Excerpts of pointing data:
%%
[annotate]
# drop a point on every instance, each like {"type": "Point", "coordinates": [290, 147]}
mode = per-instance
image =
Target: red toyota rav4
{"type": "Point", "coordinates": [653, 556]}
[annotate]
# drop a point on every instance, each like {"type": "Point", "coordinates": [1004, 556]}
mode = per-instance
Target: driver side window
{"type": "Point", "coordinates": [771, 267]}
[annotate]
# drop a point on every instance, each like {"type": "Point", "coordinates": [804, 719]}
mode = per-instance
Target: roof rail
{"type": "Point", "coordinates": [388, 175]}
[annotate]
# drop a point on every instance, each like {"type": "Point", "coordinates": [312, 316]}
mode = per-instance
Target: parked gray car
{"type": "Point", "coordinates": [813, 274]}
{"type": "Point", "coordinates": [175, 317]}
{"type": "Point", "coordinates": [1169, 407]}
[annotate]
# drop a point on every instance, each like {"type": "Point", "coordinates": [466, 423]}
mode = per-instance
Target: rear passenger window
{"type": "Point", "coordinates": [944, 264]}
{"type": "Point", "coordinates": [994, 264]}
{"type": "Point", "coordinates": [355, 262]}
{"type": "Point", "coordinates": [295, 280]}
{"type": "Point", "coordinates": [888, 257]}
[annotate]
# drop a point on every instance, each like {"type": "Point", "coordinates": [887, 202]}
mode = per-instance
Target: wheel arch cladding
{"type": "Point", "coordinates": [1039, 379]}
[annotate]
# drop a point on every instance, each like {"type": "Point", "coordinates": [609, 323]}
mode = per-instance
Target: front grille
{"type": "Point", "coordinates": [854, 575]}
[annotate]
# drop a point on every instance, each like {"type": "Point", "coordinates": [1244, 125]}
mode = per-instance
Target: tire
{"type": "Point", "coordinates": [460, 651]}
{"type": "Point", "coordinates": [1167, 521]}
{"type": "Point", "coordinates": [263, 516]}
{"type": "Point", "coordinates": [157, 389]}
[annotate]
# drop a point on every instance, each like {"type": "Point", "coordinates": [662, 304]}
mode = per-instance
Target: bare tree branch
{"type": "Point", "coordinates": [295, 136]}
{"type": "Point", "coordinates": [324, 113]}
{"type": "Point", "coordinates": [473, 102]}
%%
» Required task
Copy out each record from above, exactly.

» Task output
[annotate]
# drop a point on every instance, each like {"type": "Point", "coordinates": [290, 147]}
mode = per-instance
image =
Target: red toyota rav4
{"type": "Point", "coordinates": [653, 556]}
[annotate]
# drop a point on every instance, each like {"type": "Point", "coordinates": [1004, 556]}
mode = per-instance
Target: driver side window
{"type": "Point", "coordinates": [771, 267]}
[annotate]
# drop a point on every instance, each like {"type": "Point", "coordinates": [804, 719]}
mode = per-instance
Target: roof rail
{"type": "Point", "coordinates": [388, 175]}
[annotate]
# drop a point on every instance, each like {"type": "Point", "coordinates": [312, 316]}
mode = per-instance
Target: parked gray car
{"type": "Point", "coordinates": [813, 274]}
{"type": "Point", "coordinates": [175, 317]}
{"type": "Point", "coordinates": [1169, 407]}
[annotate]
# drop a point on every instance, each like {"type": "Point", "coordinates": [466, 423]}
mode = per-instance
Target: rear passenger window
{"type": "Point", "coordinates": [944, 264]}
{"type": "Point", "coordinates": [994, 264]}
{"type": "Point", "coordinates": [355, 262]}
{"type": "Point", "coordinates": [295, 280]}
{"type": "Point", "coordinates": [888, 257]}
[annotate]
# drop a point on every instance, each like {"type": "Point", "coordinates": [887, 202]}
mode = per-instance
Target: wheel arch cladding
{"type": "Point", "coordinates": [1039, 379]}
[annotate]
# drop a point on every instance, each like {"type": "Point", "coordinates": [609, 323]}
mode = per-instance
Target: front grille
{"type": "Point", "coordinates": [854, 575]}
[annotate]
# drop a point on every instance, each like {"type": "Point", "coordinates": [1244, 125]}
mode = per-instance
Target: tire
{"type": "Point", "coordinates": [460, 651]}
{"type": "Point", "coordinates": [1167, 521]}
{"type": "Point", "coordinates": [263, 516]}
{"type": "Point", "coordinates": [157, 389]}
[annotate]
# drop a point on every instance, each like {"type": "Point", "coordinates": [662, 304]}
mode = per-instance
Target: bare tree branch
{"type": "Point", "coordinates": [295, 136]}
{"type": "Point", "coordinates": [324, 113]}
{"type": "Point", "coordinates": [473, 102]}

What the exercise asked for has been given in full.